In deze visie is de kraamtijd een voortzetting van de zwangerschap met andere middelen. Nadat de navelstreng tussen moeder en kind is doorgeknipt, gaat de interactie gewoon door. Dit sluit volgens Verbrugh aan bij de resultaten van een groep Italiaanse neurowetenschappers die de werking van zogeheten spiegelneuronen onderzocht. Bepaalde neuronen worden geactiveerd als we een handeling verrichten. Het onderzoek wees uit dat precies hetzelfde gebeurde als we alleen al kíjken naar anderen, terwijl ze die handeling verrichten. Zo vindt voortdurend een innerlijke herhaling plaats van wat er om ons heen gebeurt. ‘Er is één permanente interactie. Daardoor ontwikkelt ons zenuwstelsel zich.’ Van onze spieren vinden we het doodnormaal dat we die moeten trainen. Voor ons zenuwstelsel zou hetzelfde moeten gelden.

▸ **Opdrachten**:
a - Noem alle onderdelen van het menselijk lichaam die in de tekst over de kraamtijd voorkomen.
b - Wat onderzocht de groep Italiaanse neurowetenschappers volgens de tekst over de kraamtijd?
c - Zet de tekst over de kraamtijd voort, aansluitend op de laatste zin.

▸ **Gegeven regels**:

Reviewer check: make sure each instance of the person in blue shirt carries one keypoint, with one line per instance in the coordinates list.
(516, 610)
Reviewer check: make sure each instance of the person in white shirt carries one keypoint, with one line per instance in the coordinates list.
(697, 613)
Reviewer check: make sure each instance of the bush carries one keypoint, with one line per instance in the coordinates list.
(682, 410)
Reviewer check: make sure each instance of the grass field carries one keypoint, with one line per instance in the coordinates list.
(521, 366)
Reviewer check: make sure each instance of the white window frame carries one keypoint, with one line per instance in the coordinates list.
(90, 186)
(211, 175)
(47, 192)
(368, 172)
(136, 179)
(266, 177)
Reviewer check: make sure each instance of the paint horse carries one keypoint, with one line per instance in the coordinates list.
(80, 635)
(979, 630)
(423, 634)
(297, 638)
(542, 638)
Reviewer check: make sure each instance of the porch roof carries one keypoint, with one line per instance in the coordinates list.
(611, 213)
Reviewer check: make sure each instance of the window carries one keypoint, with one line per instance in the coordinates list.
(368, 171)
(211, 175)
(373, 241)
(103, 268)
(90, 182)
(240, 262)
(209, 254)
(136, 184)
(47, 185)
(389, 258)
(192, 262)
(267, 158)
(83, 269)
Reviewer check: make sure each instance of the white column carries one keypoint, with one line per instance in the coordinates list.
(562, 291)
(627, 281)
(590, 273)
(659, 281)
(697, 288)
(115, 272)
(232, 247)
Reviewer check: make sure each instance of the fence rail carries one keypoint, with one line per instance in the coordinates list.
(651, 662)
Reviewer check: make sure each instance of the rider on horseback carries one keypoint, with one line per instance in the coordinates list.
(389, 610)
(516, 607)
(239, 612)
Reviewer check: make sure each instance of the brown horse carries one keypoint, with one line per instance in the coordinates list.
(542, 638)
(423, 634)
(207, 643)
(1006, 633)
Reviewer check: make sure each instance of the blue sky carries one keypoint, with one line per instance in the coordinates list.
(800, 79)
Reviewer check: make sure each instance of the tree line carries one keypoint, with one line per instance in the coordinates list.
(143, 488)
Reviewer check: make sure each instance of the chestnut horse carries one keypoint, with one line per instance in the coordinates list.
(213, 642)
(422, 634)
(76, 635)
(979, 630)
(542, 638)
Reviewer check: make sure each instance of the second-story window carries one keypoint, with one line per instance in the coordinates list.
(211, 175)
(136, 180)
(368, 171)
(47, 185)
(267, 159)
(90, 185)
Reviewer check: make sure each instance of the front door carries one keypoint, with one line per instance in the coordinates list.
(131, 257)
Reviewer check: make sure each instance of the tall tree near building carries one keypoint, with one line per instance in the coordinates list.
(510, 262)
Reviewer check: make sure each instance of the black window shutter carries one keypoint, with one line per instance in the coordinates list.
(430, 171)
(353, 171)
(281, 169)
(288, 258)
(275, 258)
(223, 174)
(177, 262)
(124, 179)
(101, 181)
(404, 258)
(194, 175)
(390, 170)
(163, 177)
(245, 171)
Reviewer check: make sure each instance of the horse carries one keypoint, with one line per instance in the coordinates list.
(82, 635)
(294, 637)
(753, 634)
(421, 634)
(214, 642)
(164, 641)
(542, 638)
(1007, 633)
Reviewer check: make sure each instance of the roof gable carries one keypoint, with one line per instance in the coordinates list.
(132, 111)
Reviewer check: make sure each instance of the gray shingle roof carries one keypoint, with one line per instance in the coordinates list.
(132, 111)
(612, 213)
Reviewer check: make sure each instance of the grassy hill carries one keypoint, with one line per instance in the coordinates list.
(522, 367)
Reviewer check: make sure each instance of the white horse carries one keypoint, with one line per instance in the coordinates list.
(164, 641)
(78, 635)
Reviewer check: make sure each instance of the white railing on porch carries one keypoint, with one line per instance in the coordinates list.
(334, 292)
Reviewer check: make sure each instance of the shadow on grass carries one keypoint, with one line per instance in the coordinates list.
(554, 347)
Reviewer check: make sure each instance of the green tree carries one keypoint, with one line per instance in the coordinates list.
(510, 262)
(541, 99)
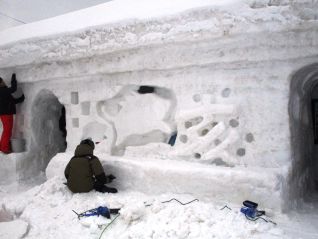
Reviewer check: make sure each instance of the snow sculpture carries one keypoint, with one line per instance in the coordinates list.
(203, 137)
(137, 118)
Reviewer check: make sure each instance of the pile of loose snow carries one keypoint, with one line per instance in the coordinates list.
(47, 210)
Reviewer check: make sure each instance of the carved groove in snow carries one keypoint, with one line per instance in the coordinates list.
(136, 119)
(210, 139)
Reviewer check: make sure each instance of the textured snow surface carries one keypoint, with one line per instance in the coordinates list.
(47, 210)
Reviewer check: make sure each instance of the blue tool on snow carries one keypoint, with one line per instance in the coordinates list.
(250, 210)
(99, 211)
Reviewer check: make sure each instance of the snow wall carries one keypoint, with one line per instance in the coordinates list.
(229, 82)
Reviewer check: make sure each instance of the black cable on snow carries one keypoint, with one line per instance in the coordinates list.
(108, 226)
(17, 20)
(181, 202)
(256, 218)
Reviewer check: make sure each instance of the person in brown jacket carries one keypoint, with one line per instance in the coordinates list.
(84, 172)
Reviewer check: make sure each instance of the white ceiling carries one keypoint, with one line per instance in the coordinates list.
(17, 12)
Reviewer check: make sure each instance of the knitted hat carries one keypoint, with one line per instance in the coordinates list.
(89, 142)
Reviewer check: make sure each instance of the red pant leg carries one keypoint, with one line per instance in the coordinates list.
(7, 123)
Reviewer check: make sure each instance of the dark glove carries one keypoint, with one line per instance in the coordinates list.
(13, 80)
(110, 178)
(22, 98)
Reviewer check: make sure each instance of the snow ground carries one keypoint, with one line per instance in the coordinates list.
(45, 211)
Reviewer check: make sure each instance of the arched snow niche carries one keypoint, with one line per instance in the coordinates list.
(304, 173)
(48, 132)
(138, 115)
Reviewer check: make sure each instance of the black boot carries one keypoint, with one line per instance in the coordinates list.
(106, 189)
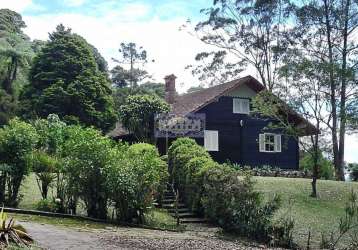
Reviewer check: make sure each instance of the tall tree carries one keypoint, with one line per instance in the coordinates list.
(304, 94)
(328, 28)
(66, 80)
(16, 54)
(244, 33)
(130, 55)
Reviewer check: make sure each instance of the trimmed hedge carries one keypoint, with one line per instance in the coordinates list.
(224, 195)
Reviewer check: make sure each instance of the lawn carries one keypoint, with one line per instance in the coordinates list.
(310, 214)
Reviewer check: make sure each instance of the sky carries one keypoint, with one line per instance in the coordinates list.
(153, 24)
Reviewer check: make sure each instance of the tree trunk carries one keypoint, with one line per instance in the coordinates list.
(332, 83)
(342, 114)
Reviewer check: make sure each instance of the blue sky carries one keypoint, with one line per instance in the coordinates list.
(152, 24)
(163, 9)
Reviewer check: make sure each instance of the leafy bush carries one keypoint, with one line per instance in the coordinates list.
(45, 168)
(232, 202)
(11, 233)
(137, 175)
(326, 168)
(48, 206)
(180, 153)
(137, 114)
(225, 196)
(353, 171)
(16, 143)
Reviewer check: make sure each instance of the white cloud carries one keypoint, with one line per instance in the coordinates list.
(172, 49)
(351, 154)
(74, 3)
(15, 5)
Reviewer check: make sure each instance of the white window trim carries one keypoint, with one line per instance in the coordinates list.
(239, 110)
(214, 147)
(277, 143)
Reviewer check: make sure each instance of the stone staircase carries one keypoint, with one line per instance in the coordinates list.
(184, 214)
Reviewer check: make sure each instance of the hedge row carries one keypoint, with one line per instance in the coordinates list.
(223, 195)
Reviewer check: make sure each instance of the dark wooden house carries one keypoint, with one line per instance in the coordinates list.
(231, 133)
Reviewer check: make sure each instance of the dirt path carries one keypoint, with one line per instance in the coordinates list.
(53, 237)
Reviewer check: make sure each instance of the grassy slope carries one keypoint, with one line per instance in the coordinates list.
(315, 214)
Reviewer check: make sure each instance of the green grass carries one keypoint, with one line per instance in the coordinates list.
(63, 222)
(30, 193)
(310, 214)
(159, 218)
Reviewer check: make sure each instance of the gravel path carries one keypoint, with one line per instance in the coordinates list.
(196, 237)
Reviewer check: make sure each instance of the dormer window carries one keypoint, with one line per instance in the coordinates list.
(241, 106)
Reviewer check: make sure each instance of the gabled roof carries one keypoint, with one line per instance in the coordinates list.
(192, 102)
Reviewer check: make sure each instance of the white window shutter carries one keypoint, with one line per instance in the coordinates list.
(236, 106)
(262, 142)
(277, 143)
(241, 106)
(211, 140)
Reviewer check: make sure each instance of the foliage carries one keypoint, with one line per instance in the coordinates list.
(180, 153)
(325, 166)
(16, 54)
(48, 206)
(137, 115)
(120, 94)
(225, 197)
(9, 232)
(45, 168)
(86, 155)
(66, 80)
(235, 205)
(353, 171)
(138, 175)
(243, 33)
(130, 55)
(348, 224)
(16, 143)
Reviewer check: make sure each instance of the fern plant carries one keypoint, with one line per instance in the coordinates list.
(11, 233)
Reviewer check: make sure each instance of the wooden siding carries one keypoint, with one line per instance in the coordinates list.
(238, 143)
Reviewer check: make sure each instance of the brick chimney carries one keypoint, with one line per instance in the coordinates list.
(170, 92)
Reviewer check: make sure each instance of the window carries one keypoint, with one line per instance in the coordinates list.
(270, 142)
(211, 140)
(241, 106)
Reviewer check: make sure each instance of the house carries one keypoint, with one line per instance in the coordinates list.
(231, 133)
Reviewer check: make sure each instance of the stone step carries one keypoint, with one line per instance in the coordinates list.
(180, 210)
(168, 201)
(184, 215)
(171, 206)
(193, 220)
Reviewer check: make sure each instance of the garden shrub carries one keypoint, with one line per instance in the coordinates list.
(225, 195)
(180, 153)
(231, 201)
(353, 171)
(48, 206)
(326, 168)
(17, 141)
(86, 155)
(194, 170)
(45, 167)
(137, 175)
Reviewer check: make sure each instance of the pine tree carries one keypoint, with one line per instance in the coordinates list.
(66, 80)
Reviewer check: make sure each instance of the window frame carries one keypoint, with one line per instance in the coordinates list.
(211, 149)
(239, 102)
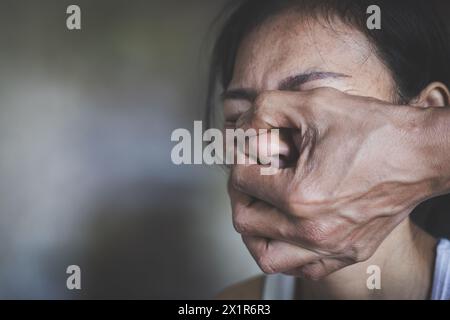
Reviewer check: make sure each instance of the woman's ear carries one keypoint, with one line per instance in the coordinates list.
(435, 94)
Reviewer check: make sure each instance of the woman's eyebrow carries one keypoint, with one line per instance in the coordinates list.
(288, 84)
(292, 83)
(240, 94)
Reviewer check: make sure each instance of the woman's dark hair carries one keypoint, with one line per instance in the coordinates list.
(413, 42)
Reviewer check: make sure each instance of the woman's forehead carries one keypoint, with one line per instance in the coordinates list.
(290, 43)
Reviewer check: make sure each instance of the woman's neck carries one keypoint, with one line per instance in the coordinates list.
(405, 259)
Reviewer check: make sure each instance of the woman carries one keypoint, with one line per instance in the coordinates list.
(326, 43)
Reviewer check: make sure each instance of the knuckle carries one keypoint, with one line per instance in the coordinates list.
(240, 222)
(320, 235)
(236, 179)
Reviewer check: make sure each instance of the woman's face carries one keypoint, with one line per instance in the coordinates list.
(289, 52)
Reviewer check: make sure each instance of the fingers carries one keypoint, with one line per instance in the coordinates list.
(276, 256)
(257, 218)
(273, 189)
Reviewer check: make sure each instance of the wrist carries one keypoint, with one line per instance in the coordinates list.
(428, 139)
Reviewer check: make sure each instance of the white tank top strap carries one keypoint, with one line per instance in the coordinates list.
(282, 287)
(278, 287)
(441, 281)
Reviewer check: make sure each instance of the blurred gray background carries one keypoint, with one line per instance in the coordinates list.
(85, 171)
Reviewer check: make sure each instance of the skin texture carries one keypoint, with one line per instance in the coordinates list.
(362, 163)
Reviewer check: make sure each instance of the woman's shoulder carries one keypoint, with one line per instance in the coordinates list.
(250, 289)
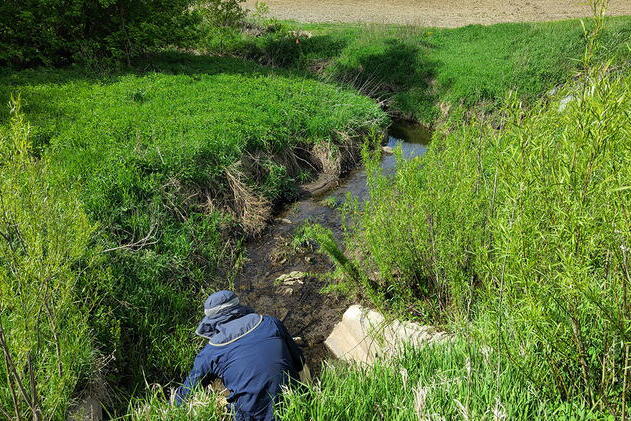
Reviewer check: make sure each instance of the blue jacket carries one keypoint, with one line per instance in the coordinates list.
(254, 355)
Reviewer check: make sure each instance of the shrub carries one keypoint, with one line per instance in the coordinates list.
(45, 340)
(60, 32)
(174, 167)
(524, 231)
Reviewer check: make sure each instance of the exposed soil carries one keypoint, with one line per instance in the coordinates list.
(442, 13)
(297, 301)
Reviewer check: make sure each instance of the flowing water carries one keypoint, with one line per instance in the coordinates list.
(297, 301)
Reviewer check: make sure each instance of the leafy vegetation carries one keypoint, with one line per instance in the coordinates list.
(172, 168)
(520, 235)
(125, 200)
(60, 32)
(420, 73)
(45, 280)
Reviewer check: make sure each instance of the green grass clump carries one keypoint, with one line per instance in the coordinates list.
(524, 233)
(202, 405)
(455, 380)
(170, 166)
(421, 72)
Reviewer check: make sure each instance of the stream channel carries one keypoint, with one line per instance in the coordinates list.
(296, 300)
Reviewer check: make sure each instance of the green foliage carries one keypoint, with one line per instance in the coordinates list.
(223, 13)
(45, 283)
(166, 163)
(525, 233)
(421, 72)
(60, 32)
(202, 405)
(456, 380)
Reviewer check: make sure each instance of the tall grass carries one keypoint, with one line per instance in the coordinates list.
(523, 233)
(168, 170)
(455, 380)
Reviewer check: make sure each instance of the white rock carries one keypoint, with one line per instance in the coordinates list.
(364, 335)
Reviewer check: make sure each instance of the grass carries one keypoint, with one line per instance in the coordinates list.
(455, 380)
(519, 235)
(174, 165)
(134, 190)
(422, 72)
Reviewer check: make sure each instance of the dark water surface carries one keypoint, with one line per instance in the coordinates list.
(304, 310)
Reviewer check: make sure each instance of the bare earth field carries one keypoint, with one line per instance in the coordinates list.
(444, 13)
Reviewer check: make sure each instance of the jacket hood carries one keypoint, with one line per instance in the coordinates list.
(226, 319)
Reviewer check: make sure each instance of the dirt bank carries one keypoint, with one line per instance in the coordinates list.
(285, 282)
(444, 13)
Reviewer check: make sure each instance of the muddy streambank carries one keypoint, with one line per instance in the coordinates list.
(296, 300)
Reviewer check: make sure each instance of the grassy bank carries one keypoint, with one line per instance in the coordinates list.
(520, 238)
(451, 381)
(422, 72)
(171, 167)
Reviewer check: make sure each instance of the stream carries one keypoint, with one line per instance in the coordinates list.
(295, 298)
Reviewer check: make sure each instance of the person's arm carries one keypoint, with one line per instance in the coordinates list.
(202, 367)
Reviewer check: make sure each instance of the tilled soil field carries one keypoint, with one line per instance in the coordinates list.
(442, 13)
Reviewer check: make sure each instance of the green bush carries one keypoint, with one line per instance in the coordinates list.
(175, 166)
(59, 32)
(524, 232)
(45, 259)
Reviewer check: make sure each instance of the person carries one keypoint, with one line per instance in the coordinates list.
(253, 355)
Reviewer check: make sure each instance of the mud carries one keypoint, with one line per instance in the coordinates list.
(441, 13)
(296, 300)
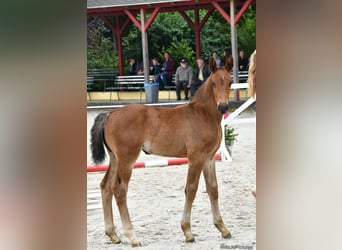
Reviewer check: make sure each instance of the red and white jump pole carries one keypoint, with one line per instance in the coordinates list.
(148, 164)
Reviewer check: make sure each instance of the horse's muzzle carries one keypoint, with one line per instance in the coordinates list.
(222, 108)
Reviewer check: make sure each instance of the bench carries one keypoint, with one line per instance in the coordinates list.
(102, 77)
(128, 83)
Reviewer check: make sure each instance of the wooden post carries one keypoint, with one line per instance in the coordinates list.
(234, 48)
(144, 43)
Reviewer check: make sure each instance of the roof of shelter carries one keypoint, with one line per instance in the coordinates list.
(112, 3)
(105, 6)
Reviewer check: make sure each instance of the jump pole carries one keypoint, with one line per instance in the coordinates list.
(148, 164)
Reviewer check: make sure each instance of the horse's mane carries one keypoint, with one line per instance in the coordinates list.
(252, 74)
(204, 95)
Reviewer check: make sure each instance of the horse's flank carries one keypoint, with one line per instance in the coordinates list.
(154, 128)
(192, 130)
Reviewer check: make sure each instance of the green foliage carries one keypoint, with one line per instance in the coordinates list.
(169, 31)
(230, 135)
(179, 50)
(100, 51)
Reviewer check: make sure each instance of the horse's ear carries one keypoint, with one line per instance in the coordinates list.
(212, 65)
(229, 63)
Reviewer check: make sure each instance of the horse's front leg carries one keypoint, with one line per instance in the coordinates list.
(194, 173)
(209, 172)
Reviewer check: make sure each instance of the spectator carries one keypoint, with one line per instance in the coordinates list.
(217, 60)
(226, 54)
(183, 78)
(167, 70)
(201, 74)
(155, 68)
(243, 61)
(134, 67)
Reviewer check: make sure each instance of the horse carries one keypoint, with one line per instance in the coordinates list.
(191, 130)
(252, 84)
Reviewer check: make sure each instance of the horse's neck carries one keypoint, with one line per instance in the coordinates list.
(204, 100)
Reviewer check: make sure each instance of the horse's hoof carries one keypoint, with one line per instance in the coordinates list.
(136, 244)
(226, 235)
(116, 241)
(190, 239)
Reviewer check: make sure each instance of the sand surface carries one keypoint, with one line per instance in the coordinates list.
(156, 200)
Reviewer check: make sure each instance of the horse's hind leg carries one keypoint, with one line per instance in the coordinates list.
(107, 196)
(209, 173)
(194, 172)
(123, 175)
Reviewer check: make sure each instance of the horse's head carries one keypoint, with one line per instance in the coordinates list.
(220, 81)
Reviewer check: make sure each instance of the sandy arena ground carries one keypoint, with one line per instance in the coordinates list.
(156, 200)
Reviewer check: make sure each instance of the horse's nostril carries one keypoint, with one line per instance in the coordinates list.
(222, 108)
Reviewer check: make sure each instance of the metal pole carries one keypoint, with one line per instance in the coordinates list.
(234, 47)
(144, 43)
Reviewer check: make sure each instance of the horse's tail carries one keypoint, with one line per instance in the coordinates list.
(97, 138)
(252, 74)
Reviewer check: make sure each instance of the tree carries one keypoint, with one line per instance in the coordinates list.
(170, 31)
(100, 51)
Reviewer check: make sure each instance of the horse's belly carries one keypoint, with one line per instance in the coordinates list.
(165, 147)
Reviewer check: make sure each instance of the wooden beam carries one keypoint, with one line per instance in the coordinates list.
(242, 10)
(222, 11)
(133, 19)
(151, 18)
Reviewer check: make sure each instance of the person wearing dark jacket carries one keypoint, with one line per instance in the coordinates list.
(201, 74)
(166, 71)
(183, 78)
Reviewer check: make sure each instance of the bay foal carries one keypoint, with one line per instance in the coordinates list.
(191, 130)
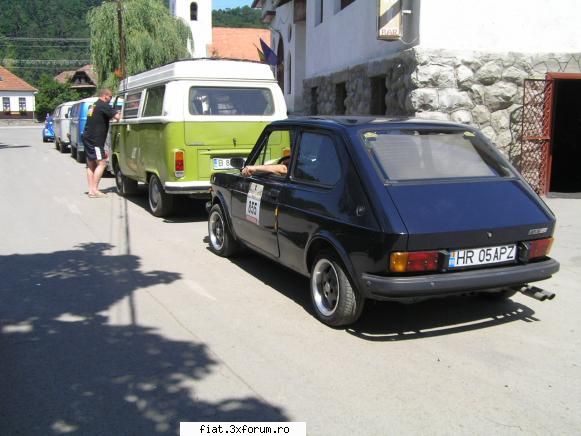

▸ **Verwachte antwoorden**:
a - navelstreng, neuronen (spiegelneuronen), zenuwstelsel, spieren

b - De werking van zogeheten spiegelneuronen.

c -
Omdat televisie alleen maar in staat is om uit te zenden, is die regelrecht in strijd met onze sociale natuur. Enerzijds verleidt het kijkers te reageren op wat ze zien, anderzijds krijgen die nul op rekest als ze dat doen. Vanwege dit eenrichtingsverkeer zegt Verbrugh: ‘Televisie leidt tot een soort autisme.’
Opnieuw: het medium is het probleem, niet een bepaalde groep programma’s met een dubieuze boodschap. Zo is het verhaal van Roodkapje op televisie iets totaal anders dan wanneer ouders het vertellen aan hun kinderen. Hoe levensecht ze het ook brengen, steeds houden ze het effect daarvan op hun kinderen goed in de gaten. Vinden die het spannend of worden ze er bang van? De televisie staat echter onverschillig tegenover het effect dat programma’s hebben. Ze zal nooit relativerend zeggen: het was maar een sprookje.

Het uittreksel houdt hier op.